- Sweetgreen plans for all of its new restaurants within the next five years to be automated through its Infinite Kitchen system, CEO Jonathan Neman told investors at William Blair’s Growth Stock Conference on Wednesday. Existing units will eventually be retrofitted with the automated makeline.
- Suburban development is another cornerstone of the company’s growth strategy, Neman said. A majority of its restaurants are now located in suburban areas.
- Sweetgreen’s Infinite Kitchen first launched in Naperville, Illinois, this spring. The chain’s focus on this system and comes as restaurants, equipment makers and software companies work to boost labor productivity.
Neman said that while the brand will eventually have an Infinite Kitchen in every unit, its near term concentration is on new builds.
“The focus for us will be much more on new restaurants just because of the capital-intensive nature of retrofitting floors,” Neman said. “We will test a retrofit soon to understand what that does. But one of the advantages Sweetgreen has is that most of our growth is in front of us, not behind us.”
The Infinite Kitchen does not automate prep or the final assembly of the salads, Neman said, leaving the beginning and end of production in human hands. The Infinite Kitchen dispenses salad ingredients into a bowl, but workers still add final toppings, the company said when it first announced the makeline.
Sweetgreen first opened in Washington, D.C. and its early expansion concentrated on similarly dense cities and central business districts. But its suburban units are key to growth, Neman said, and now outperform many older, urban stores. The company’s shift towards suburbs has been accompanied by a focus on different store models, including its first drive-thru, which opened in November 2022.
“Today, our suburban stores have actually, from an AUV perspective, slightly exceeded our urban stores,” Neman said. “Over 50% of the stores are suburban and most of the pipeline going forward is also suburban.”

PROBLEMS TO WORK ON:
A: Which kinds of businesses does the Sweetgreen article say are working to boost labor productivity? List them all.
B: Continue the Sweetgreen article from its last sentence.

Referring expression grounding data:

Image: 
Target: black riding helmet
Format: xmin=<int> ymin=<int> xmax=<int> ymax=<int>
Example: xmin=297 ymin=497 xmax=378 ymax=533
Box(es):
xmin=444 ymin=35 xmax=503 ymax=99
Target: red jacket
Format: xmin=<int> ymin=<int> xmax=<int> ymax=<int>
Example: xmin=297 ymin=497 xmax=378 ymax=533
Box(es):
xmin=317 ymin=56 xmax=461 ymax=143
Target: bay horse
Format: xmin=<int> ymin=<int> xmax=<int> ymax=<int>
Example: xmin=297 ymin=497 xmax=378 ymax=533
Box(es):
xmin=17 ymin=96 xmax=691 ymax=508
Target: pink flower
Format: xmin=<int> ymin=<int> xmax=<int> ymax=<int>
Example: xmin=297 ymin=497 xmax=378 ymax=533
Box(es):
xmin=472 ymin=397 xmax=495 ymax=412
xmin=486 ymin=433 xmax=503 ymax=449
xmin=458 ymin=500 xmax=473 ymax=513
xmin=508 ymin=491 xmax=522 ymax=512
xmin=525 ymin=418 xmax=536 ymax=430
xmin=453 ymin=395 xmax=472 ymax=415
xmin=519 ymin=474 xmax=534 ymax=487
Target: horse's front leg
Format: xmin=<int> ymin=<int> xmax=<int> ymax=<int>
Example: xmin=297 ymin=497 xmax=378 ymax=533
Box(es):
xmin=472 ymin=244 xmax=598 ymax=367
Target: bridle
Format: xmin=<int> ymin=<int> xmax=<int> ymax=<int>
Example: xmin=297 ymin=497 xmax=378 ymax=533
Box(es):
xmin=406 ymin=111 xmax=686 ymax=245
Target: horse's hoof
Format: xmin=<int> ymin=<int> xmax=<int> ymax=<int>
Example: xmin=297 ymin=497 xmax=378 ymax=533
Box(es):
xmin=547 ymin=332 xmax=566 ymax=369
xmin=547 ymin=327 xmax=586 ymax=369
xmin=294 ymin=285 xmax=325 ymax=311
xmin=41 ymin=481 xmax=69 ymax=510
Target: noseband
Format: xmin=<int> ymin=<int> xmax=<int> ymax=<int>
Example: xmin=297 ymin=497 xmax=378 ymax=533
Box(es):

ANSWERS TO THE TASKS:
A: Restaurants, equipment makers, and software companies.

B:
Still, Neman said, the brand’s urban store portfolio continues to perform well, despite lunch hours lagging behind pre-pandemic numbers.
Sweetgreen’s strategy for automating much of its salad production was part of a push to reach positive EBITDA in 2024 and improve restaurant level margins to over 20%, Sharon Zackfia, a William Blair analyst, wrote in a report emailed to Restaurant Dive.
“With less labor intensity and greater job satisfaction so far, we believe the Infinite Kitchen has the potential to structurally change Sweetgreen’s labor model, as roughly half of variable labor stems from assembly,” Zackfia wrote.
Sweetgreen’s efforts to improve profitability have extended from store design changes and automation to the launch of a national loyalty program in April. Zackfia wrote that the Sweetgreen’s loyalty program has boosted customer frequency beyond management’s expectations. Zackfia predicted Sweetgreen had the potential to reach 900 units, $3 billion in revenue and $400 million in EBITDA within the next decade.
Still, Sweetgreen’s profitability challenges have cast a shadow on its stock price, which is down almost 80% since its IPO in 2021, according to Google Finance. Sweetgreen’s struggle to reach profitability prompted David Trainer, CEO of New Constructs, to warn against investing with other unprofitable fast casual concepts like Cava, which issued its IPO earlier this week.